O tópico da participação política vem sendo trabalhado de forma a protagonizar uma série de ações da atual gestão do Museu da Imigração, desde a reabertura da instituição em 2014. Compreendendo esse movimento como um fenômeno crescente da experiência migrante pela perspectiva do coletivo, consideramos fundamental sua representação também no acervo do Museu, por meio da História Oral.
Embora ainda restem muitos desafios quando falamos em direitos dos migrantes, a última década foi marcada por inúmeras iniciativas e importantes conquistas – e foi em meio a esse momento efervescente que o projeto em torno dos Conselheiros foi concebido. Em 2009, por exemplo, houve a quarta anistia de imigrantes em situação irregular (em 1981, 1988 e 1998 presenciamos processo similar), que possibilitou a regularização migratória de mais 40 mil pessoas. Nesse mesmo ano, começou a vigorar o Acordo de Livre Residência MERCOSUL, que hoje beneficia e permite a residência documentada de migrantes vindos da Argentina, Bolívia, Chile, Colômbia, Equador, Paraguai, Peru e Uruguai, assim como de brasileiros residentes nesses países.
Finalmente, após mais de três décadas do Estatuto do Estrangeiro, de 1980, promulgado em pleno período ditatorial no Brasil, aprovou-se em 2017 uma nova Lei de Migração. No momento em que a equipe no Museu da Imigração elaborava o projeto Conselheiros Extraordinários Imigrantes nos Conselhos Participativos Municipais, em 2014, a lei encontrava-se em pleno debate, a partir de um alvissareiro anteprojeto idealizado por uma comissão de especialistas.
Ainda naquele ano, concretizou-se a 1ᵃ Conferência Nacional sobre Migração e Refúgio (Comigrar) que teve como um de seus principais objetivos promover a integração de migrantes no Brasil. Na sequência, o Estado de São Paulo anunciou a criação de um Centro Integrado de Cidadania do Imigrante (CIC) e a prefeitura de São Paulo noticiou a inauguração do Centro de Referência e Acolhida para Imigrantes (CRAI).
:::
Trabalho a fazer ▸
• 1. Segundo o trecho sobre migração, em que ano foi aprovada a nova Lei de Migração?
• 2. Edite o trecho sobre migração de "Finalmente, após mais" até "para Imigrantes (CRAI).", inclusive, trocando "especialistas" por "pesquisadores".
:::
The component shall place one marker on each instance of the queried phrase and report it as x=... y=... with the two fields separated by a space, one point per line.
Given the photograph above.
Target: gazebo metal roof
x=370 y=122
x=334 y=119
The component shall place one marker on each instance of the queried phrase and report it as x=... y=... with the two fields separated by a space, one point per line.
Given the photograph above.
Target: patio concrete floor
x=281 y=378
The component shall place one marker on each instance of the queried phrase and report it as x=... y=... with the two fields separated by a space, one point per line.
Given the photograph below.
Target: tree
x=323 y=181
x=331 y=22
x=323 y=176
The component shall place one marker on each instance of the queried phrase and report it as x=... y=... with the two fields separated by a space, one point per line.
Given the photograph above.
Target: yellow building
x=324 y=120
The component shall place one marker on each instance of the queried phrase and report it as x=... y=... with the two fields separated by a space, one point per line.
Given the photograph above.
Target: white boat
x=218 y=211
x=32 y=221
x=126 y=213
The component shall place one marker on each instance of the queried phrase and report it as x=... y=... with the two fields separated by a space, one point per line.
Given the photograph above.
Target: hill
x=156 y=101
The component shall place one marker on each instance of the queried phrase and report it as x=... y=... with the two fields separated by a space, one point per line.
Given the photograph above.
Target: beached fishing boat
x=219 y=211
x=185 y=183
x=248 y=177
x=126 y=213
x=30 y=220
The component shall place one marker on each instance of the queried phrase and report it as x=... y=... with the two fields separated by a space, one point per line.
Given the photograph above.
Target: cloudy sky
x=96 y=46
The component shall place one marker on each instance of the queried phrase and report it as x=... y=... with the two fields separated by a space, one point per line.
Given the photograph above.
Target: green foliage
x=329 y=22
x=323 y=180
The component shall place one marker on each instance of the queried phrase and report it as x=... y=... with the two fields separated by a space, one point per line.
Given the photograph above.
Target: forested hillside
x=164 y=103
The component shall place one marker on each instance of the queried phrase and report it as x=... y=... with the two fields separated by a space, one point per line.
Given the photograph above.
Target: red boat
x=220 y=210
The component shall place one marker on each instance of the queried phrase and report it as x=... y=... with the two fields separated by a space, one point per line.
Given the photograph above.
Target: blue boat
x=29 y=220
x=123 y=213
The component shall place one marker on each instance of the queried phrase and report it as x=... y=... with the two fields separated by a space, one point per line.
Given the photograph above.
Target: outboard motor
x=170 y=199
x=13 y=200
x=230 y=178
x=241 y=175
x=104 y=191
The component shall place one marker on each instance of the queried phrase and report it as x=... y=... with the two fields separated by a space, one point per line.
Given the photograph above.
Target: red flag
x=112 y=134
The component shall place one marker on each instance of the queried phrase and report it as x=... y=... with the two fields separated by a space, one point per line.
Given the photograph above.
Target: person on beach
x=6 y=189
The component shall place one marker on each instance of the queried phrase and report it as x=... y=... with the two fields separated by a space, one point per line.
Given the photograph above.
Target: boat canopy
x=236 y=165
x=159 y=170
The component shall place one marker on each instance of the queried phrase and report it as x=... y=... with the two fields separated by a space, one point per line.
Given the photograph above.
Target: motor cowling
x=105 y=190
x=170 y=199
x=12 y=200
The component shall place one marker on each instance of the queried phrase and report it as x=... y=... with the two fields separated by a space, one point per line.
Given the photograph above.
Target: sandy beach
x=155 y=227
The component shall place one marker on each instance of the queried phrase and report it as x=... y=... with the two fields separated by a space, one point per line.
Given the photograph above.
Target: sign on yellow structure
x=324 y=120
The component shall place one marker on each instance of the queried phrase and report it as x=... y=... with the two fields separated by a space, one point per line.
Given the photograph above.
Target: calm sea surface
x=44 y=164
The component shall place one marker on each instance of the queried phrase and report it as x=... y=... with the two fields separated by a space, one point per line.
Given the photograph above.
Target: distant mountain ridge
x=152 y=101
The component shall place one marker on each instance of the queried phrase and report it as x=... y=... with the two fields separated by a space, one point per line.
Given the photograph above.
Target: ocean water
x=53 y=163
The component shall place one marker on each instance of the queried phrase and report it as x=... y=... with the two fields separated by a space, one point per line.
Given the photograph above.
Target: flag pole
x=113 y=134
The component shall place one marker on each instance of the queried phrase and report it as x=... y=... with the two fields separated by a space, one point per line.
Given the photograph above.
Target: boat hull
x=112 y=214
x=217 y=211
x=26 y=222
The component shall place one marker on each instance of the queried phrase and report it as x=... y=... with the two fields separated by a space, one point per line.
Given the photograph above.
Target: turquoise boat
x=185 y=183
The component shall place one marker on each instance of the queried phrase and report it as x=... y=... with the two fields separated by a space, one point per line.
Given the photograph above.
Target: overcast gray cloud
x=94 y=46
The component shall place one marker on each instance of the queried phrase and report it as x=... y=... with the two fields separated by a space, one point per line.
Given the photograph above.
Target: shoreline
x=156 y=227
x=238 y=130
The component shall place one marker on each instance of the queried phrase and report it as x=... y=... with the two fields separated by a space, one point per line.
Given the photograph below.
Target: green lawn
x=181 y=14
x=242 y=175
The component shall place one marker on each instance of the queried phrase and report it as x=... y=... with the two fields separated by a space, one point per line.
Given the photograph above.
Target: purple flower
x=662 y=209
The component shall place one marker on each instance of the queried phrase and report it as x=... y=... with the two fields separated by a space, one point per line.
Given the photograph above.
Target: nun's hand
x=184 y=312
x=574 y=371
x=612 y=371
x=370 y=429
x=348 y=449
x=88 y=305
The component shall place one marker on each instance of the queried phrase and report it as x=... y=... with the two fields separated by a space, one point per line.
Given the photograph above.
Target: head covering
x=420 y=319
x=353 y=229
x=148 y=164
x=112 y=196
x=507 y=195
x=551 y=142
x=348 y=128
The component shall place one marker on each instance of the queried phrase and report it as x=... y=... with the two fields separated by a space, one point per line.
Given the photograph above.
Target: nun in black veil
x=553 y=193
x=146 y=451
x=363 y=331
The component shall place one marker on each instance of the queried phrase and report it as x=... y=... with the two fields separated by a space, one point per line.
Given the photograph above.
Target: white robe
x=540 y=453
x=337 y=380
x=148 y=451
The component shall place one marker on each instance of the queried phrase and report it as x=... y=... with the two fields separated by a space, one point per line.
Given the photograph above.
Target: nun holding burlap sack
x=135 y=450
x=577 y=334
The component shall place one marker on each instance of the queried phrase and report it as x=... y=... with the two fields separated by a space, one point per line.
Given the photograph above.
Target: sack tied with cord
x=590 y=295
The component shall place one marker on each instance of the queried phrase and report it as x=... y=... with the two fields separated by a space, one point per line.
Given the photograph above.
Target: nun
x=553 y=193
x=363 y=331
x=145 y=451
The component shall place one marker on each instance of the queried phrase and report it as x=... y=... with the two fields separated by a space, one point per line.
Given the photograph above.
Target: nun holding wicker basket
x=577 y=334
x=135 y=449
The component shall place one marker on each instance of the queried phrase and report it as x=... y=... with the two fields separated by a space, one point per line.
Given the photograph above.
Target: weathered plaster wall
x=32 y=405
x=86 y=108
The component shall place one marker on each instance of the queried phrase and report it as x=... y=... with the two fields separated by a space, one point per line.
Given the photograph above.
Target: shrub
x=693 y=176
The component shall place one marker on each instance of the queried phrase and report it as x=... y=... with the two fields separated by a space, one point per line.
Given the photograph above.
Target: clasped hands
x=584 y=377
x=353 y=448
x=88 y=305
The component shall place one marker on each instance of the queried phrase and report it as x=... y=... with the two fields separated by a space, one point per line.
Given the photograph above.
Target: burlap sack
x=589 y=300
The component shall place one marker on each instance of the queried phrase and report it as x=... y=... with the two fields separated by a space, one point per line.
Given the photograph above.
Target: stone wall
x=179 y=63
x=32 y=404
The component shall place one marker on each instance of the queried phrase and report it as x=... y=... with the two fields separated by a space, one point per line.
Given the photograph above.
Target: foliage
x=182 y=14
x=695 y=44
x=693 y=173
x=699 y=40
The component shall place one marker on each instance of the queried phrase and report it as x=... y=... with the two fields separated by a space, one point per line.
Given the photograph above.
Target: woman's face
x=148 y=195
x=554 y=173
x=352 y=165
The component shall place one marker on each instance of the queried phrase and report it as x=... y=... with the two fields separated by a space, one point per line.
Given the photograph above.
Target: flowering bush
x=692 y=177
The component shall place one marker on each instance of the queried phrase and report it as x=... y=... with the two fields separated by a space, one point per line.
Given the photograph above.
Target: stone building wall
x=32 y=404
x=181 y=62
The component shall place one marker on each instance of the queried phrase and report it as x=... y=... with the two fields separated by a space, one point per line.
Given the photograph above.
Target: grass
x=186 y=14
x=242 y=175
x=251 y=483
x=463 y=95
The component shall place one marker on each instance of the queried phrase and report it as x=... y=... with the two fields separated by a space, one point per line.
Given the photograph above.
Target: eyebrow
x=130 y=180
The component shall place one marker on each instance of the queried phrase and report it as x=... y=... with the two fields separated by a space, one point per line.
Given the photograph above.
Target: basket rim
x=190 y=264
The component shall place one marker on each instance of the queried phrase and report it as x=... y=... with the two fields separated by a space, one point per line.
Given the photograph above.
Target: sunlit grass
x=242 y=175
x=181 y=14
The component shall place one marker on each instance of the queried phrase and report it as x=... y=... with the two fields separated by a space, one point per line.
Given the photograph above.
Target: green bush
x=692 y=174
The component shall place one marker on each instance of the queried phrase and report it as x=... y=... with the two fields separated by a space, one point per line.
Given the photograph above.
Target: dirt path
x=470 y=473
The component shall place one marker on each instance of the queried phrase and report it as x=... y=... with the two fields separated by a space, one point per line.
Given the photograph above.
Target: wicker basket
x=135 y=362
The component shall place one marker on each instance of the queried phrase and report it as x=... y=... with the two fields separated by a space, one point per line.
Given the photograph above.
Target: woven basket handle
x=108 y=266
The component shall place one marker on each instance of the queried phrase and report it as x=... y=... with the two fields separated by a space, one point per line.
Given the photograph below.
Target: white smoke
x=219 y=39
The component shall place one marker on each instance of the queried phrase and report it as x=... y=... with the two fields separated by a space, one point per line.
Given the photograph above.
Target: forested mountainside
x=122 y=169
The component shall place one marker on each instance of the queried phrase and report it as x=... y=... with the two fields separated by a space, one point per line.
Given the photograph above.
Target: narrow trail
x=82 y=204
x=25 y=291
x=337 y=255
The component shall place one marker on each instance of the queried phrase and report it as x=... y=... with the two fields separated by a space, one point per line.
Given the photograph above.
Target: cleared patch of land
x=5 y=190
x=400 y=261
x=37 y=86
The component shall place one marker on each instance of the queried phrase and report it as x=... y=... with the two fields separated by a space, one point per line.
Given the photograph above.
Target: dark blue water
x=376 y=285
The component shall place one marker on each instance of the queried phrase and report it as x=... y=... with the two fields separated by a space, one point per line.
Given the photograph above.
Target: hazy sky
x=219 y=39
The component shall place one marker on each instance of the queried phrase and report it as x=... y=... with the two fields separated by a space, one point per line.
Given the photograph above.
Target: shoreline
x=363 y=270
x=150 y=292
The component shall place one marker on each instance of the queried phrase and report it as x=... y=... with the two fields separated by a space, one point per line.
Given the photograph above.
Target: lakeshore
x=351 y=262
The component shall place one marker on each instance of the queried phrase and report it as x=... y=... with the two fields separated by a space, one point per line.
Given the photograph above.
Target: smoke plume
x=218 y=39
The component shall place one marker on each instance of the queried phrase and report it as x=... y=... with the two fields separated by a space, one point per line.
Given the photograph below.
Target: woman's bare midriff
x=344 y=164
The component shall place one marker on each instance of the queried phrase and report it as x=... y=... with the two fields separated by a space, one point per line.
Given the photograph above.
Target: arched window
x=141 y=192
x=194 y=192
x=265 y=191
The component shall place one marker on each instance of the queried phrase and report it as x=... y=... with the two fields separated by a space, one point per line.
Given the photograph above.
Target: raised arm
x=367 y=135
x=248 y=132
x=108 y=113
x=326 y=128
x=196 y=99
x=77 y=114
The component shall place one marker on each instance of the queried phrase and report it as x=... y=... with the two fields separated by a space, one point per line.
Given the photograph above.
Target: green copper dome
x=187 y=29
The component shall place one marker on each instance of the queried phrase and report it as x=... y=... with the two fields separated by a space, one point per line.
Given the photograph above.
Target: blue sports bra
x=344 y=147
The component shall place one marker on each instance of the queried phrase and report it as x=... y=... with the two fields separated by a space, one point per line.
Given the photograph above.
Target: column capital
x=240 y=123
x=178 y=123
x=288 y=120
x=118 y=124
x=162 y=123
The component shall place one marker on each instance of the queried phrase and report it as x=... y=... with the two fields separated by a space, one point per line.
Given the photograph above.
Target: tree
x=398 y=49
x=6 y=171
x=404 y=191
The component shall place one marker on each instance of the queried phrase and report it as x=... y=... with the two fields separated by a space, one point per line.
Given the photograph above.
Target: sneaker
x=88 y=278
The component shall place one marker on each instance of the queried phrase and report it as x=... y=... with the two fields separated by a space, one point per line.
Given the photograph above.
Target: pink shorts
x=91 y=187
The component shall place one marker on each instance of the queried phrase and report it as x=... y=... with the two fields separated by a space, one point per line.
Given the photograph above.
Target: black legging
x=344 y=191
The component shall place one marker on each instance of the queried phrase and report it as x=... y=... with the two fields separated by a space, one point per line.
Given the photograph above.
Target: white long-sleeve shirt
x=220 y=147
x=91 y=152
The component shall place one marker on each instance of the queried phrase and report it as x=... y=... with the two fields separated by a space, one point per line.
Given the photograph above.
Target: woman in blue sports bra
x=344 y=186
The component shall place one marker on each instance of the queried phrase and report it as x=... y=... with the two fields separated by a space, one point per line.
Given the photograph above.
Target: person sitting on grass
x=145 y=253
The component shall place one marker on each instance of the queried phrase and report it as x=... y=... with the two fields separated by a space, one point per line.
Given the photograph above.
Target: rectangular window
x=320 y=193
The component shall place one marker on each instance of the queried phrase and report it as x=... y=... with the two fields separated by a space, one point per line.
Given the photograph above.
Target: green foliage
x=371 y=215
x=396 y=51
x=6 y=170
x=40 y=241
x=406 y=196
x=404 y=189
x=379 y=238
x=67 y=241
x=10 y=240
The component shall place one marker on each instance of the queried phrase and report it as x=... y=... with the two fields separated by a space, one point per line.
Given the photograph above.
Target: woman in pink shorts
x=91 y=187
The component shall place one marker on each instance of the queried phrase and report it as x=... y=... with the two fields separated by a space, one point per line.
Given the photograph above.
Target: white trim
:::
Problemas resolvidos ▸
• 1. Em 2017.

• 2.
Finalmente, após mais de três décadas do Estatuto do Estrangeiro, de 1980, promulgado em pleno período ditatorial no Brasil, aprovou-se em 2017 uma nova Lei de Migração. No momento em que a equipe no Museu da Imigração elaborava o projeto Conselheiros Extraordinários Imigrantes nos Conselhos Participativos Municipais, em 2014, a lei encontrava-se em pleno debate, a partir de um alvissareiro anteprojeto idealizado por uma comissão de pesquisadores.
Ainda naquele ano, concretizou-se a 1ᵃ Conferência Nacional sobre Migração e Refúgio (Comigrar) que teve como um de seus principais objetivos promover a integração de migrantes no Brasil. Na sequência, o Estado de São Paulo anunciou a criação de um Centro Integrado de Cidadania do Imigrante (CIC) e a prefeitura de São Paulo noticiou a inauguração do Centro de Referência e Acolhida para Imigrantes (CRAI).